*Aim*. Below you will find a set of lines. Repeat them all exactly.

+++

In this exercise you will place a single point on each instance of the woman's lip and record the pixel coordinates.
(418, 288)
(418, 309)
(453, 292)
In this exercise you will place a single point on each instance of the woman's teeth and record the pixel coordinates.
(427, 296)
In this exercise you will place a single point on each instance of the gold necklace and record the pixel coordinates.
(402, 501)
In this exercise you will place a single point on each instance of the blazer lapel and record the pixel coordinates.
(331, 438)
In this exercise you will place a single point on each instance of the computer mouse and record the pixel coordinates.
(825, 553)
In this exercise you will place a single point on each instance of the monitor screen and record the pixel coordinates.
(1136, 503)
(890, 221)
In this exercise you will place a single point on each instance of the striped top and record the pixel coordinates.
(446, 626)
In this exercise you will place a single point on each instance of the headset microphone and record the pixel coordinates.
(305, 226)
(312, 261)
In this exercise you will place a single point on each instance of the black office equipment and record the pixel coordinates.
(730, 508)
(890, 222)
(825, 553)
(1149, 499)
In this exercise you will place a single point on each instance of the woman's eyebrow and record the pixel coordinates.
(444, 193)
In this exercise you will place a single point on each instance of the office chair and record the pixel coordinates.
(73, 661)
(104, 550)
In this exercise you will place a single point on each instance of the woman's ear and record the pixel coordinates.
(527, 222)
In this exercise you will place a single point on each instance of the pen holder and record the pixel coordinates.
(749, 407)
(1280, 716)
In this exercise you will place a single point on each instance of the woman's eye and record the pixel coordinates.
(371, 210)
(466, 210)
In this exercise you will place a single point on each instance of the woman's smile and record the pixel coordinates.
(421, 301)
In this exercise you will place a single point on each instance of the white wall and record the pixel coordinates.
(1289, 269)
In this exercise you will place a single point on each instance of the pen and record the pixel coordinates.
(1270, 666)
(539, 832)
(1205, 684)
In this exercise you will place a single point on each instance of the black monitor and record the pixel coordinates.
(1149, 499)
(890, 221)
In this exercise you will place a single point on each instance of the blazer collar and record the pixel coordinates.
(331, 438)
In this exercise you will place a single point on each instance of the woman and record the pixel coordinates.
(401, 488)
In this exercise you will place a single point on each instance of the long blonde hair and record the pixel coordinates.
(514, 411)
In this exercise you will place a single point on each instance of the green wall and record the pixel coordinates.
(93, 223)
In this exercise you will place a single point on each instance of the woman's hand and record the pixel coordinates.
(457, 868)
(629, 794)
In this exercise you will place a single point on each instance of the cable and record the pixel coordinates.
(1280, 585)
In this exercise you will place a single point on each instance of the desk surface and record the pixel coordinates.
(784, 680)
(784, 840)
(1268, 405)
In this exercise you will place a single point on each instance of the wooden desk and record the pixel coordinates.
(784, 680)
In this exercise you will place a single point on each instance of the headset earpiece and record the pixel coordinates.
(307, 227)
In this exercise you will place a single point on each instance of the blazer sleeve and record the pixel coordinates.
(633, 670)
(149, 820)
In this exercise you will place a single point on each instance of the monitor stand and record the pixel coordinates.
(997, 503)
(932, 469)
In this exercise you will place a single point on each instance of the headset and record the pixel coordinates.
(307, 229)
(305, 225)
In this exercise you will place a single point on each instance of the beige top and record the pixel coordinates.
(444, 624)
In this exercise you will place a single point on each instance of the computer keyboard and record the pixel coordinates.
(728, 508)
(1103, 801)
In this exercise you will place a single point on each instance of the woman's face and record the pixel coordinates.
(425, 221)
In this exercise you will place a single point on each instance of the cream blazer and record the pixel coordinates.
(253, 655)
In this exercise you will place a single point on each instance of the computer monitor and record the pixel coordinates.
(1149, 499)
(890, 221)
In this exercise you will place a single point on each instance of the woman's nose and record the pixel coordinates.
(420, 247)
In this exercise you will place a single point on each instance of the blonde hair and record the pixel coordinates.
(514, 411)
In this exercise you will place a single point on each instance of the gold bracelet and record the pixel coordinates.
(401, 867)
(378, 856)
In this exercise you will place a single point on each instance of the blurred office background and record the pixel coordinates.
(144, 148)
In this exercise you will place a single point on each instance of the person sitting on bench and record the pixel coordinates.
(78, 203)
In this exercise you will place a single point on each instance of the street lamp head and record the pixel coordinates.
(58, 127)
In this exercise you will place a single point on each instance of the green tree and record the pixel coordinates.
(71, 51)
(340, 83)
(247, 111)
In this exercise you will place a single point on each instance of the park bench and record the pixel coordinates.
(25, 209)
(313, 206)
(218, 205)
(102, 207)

+++

*Exercise solution*.
In this exercise you will place a single point on each instance of the woman's lip and record the pixel coordinates.
(418, 288)
(418, 309)
(453, 292)
In this exercise you will place a single point on each instance of the woman's teeth and record the pixel coordinates.
(427, 296)
In this exercise you will place a single point on each instance of the gold necklace and record the pixel coordinates.
(402, 501)
In this exercise you will place a single point on each instance of the blazer lapel and record the pixel coordinates.
(331, 438)
In this exercise you will place a single point on each instance of the computer mouse and record the pixel coordinates.
(825, 553)
In this exercise you will place a single point on each instance of the monitor screen and record the pixel coordinates.
(1136, 503)
(890, 221)
In this exercise you will place a single point on each instance of the striped top and record the pixel coordinates.
(446, 626)
In this exercise you will place a single point on each instance of the headset microphone and record the pixel coordinates.
(305, 226)
(312, 261)
In this exercise you will place a single point on each instance of the black office equipment and record the pixel coordinates.
(730, 508)
(890, 222)
(825, 553)
(1149, 499)
In this exercise you will place a single point on each instance of the woman's eyebrow and record the pixel coordinates.
(444, 193)
In this exercise you will place a single point on each instance of the office chair and record the pixel coordinates.
(73, 661)
(104, 550)
In this exercise you will place a single point on each instance of the woman's ear and record the pixel coordinates.
(527, 222)
In this exercise you will place a single point on each instance of the pen holder and record the pixel coordinates.
(749, 407)
(1280, 716)
In this exercise you will place a single point on each instance of the woman's eye and record the pixel coordinates.
(371, 210)
(466, 210)
In this exercise you will place a single point on each instance of the woman's smile and record the pixel coordinates.
(421, 301)
In this exercise you will place a single point on each instance of the white wall and record the pixel coordinates.
(1289, 269)
In this exercise you will place a single point on each instance of the pen and record the pixel coordinates.
(1270, 666)
(539, 832)
(1205, 684)
In this exercise you will place a single point on each instance of the black monitor and record the pixel coordinates.
(1149, 499)
(890, 221)
In this exercise you will place a single point on each instance of the blazer collar and record the pixel coordinates.
(331, 438)
In this exercise you will place a single point on each instance of the woman and record the pixel coordinates.
(401, 488)
In this exercise you will place a single point on each instance of the long blonde hair and record the pixel coordinates.
(514, 411)
In this exercise you will place a single point on each instance of the green wall and record the pixel coordinates.
(93, 223)
In this exercise you will place a single point on each instance of the woman's hand and record the pixel coordinates.
(457, 868)
(629, 794)
In this exercise you will place a single point on each instance of the cable and record the pixel coordinates.
(1280, 585)
In this exercise you will place a single point on each instance of the desk surface and record the pixel coordinates.
(784, 680)
(784, 840)
(1268, 405)
In this exercise you will place a single point on each instance of the wooden desk and record the pixel coordinates.
(784, 680)
In this exercise you will place a single point on each instance of the headset earpiece and record the pixel coordinates.
(307, 227)
In this exercise you will place a single point on each instance of the blazer sleeve and record the pixel coordinates.
(633, 670)
(149, 820)
In this exercise you will place a single point on each instance of the monitor stand and record the pixel coordinates.
(997, 503)
(932, 469)
In this exercise you will place a single point on each instance of the headset and record the pixel coordinates.
(307, 229)
(305, 225)
In this exercise you will place a single point on each instance of the beige top and record the pixel coordinates.
(444, 624)
In this exercise you will place a single point on each instance of the computer keyboard and record the pixel coordinates.
(728, 508)
(1103, 801)
In this exercise you will place a single point on each instance of the woman's face and record the pixel coordinates.
(425, 221)
In this exercise you will place a single point on each instance of the cream blazer and record the pixel coordinates.
(253, 655)
In this exercise you will place a single point on each instance of the computer monitor and record the pixel coordinates.
(1149, 499)
(890, 221)
In this exercise you will place a single point on each instance of the woman's nose and record the pixel coordinates.
(420, 247)
In this exercise you will place a single point on each instance of the blonde hair and record the pixel coordinates.
(514, 411)
In this exercise you will place a single point on each instance of the gold bracelet and record the pixel coordinates.
(401, 867)
(378, 856)
In this exercise you will place a single point on each instance of the blurred office background and record the pixel coordinates.
(144, 148)
In this exercise you will place a single point on each instance of the person sitting on bench and record the pixel coordinates.
(78, 203)
In this exercise you will place a single point on each instance of the street lamp head and record the pixel coordinates.
(58, 127)
In this exercise you will place a single point on each instance of the green tree and record the pixel coordinates.
(71, 51)
(340, 83)
(247, 111)
In this exercise you will place a single point on each instance of the park bench and record the pixel coordinates.
(25, 209)
(313, 206)
(218, 205)
(102, 207)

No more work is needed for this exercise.